======== Text passage

That said let me give you some of my private thoughts on this:

First: If there is no contention it shouldn't matter what you do. The no-collision case should always be fast. If it's not then you need a different implementation tuned to the no contention case. One implementation might use fewer or faster machine instruction than the other and win but the difference should be minimal. Test, but I expect near identical results.

Next lets look at cases with (high) contention:

Again you might need an implementation tuned to the contention case. One lock mechanism isn't like the other same as lock-free methods.

  1. threads <= cores

It's reasonable to assume all threads will be running and do work. There might be small pauses where a thread gets interrupted but that's really the exception. This obviously will only hold true if you only have one application doing this. The threads of all cpu heavy applications add up for this scenario.

Now with a lock one thread will get the lock and work. Other threads can wait for the lock to become available and react the instant the lock becomes free. They can busy loop or for longer durations sleep, doesn't matter much. The lock limits you to 1 thread doing work and you get that with barely any cpu cycles wasted when switching locks.

On the other hand lock free data structures all fall into some try&repeat loop. They will do work and at some crucial point they will try to commit that work and if there was contention they will fail and try again. Often repeating a lot of expensive operations. The more contention there is the more wasted work there is. Worse, all that access on the caches and memory will slow down the thread that actually manages to commit work in the end. So you are not only not getting ahead faster, you are slowing down progress.

I would always go with locks with any workload that takes more cpu cycles than the lock instruction vs. the CAS (or similar) instruction a lock free implementation needs. It really doesn't take much work there leaving only trivial cases for the lock-free approach. The builtin atomic types are such a case and often CPUs have opcodes to do those atomic operations lock-free in hardware in a single instruction that is (relatively) fast. In the end the lock will use such an instruction itself and can never be faster than such a trivial case.

  1. threads >> cores

If you have much more threads than cores then only a fraction of them can run at any one time. It is likely a thread that sleeps will hold a lock. All other threads needing the lock will then also have to go to sleep until the lock holding thread wakes up again. This is probably the worst case for locking data structures. Nobody gets to do any work.

Now there are implementations for locks (with help from the operating system) where one thread trying to acquire a lock will cause the lock holding thread to take over till it releases the lock. In such systems the waste is reduced to context switching between the thread.

There is also a problem with locks called the thundering herd problem. If you have 100 threads waiting on a lock and the lock gets freed, then depending on your lock implementation and OS support, 100 threads will wake up. One will get the lock and 99 will waste time trying to acquire the lock, fail and go back to sleep. You really don't want a lock implementation suffering from thundering herds.

================
======== Provided entries

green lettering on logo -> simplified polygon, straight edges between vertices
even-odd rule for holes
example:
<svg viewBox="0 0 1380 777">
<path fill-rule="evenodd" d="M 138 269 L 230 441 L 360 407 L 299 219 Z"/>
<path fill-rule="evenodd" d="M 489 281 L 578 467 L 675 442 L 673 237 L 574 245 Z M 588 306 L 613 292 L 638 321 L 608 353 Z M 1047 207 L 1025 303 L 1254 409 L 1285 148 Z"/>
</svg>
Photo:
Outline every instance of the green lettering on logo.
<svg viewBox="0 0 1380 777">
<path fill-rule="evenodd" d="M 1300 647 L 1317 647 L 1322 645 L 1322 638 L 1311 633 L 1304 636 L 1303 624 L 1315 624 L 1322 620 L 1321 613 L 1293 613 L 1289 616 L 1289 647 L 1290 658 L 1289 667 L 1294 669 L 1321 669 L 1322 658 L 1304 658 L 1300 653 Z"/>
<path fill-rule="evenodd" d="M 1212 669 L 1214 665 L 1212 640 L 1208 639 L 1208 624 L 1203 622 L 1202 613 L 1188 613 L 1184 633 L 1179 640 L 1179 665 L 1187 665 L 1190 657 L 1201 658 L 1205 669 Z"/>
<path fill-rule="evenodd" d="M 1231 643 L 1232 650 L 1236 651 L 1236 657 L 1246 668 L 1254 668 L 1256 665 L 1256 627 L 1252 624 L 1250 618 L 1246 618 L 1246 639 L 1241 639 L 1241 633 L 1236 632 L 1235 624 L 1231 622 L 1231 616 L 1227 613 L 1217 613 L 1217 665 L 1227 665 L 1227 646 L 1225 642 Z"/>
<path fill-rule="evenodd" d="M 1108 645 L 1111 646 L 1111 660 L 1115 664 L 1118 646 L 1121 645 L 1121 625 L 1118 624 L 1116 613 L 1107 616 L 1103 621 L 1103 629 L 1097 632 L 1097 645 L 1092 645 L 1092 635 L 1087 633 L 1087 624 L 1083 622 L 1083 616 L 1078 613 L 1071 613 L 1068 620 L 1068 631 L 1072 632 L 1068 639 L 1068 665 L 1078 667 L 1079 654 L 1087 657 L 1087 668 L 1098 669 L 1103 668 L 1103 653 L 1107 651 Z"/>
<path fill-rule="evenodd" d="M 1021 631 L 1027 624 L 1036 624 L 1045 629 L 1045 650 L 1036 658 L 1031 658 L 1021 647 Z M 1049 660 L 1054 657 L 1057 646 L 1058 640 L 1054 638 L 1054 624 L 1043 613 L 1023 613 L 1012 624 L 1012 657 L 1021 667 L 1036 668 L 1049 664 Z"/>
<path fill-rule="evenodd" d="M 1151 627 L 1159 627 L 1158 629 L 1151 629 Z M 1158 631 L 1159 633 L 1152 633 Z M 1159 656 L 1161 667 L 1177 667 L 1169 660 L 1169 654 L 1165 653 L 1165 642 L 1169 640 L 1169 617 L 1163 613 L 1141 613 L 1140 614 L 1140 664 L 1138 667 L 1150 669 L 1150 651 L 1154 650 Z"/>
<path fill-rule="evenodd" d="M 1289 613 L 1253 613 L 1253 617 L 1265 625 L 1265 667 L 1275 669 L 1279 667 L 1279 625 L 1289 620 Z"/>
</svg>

================

Tasks to carry out:
A - Answer from the text on locks and lock-free data structures:
(i) When 100 threads are waiting and the lock gets freed, how many threads can wake up?
(ii) What instruction does a lock-free implementation need, which the text compares against the lock instruction?
(iii) In systems where a thread trying to acquire a lock makes the lock-holding thread take over, what is the waste reduced to?
B - Multiply every number in the answers (the viewBox values and the polygon coordinates) by 0.35 and round to whole numbers, with halves rounded up. Write out again the rows from the first line of the rows through the line containing "1300 647 L 1317", both included and requests included, with only those answer numbers changed.

Complete answers:
A -
(i) 100 threads.
(ii) The CAS (or similar) instruction.
(iii) Context switching between the threads.

B -
green lettering on logo -> simplified polygon, straight edges between vertices
even-odd rule for holes
example:
<svg viewBox="0 0 1380 777">
<path fill-rule="evenodd" d="M 138 269 L 230 441 L 360 407 L 299 219 Z"/>
<path fill-rule="evenodd" d="M 489 281 L 578 467 L 675 442 L 673 237 L 574 245 Z M 588 306 L 613 292 L 638 321 L 608 353 Z M 1047 207 L 1025 303 L 1254 409 L 1285 148 Z"/>
</svg>
Photo:
Outline every instance of the green lettering on logo.
<svg viewBox="0 0 483 272">
<path fill-rule="evenodd" d="M 455 226 L 461 226 L 463 226 L 463 223 L 459 222 L 456 223 L 456 218 L 460 218 L 463 217 L 462 215 L 453 215 L 451 216 L 451 226 L 452 230 L 451 233 L 453 234 L 462 234 L 463 230 L 456 230 L 455 229 Z"/>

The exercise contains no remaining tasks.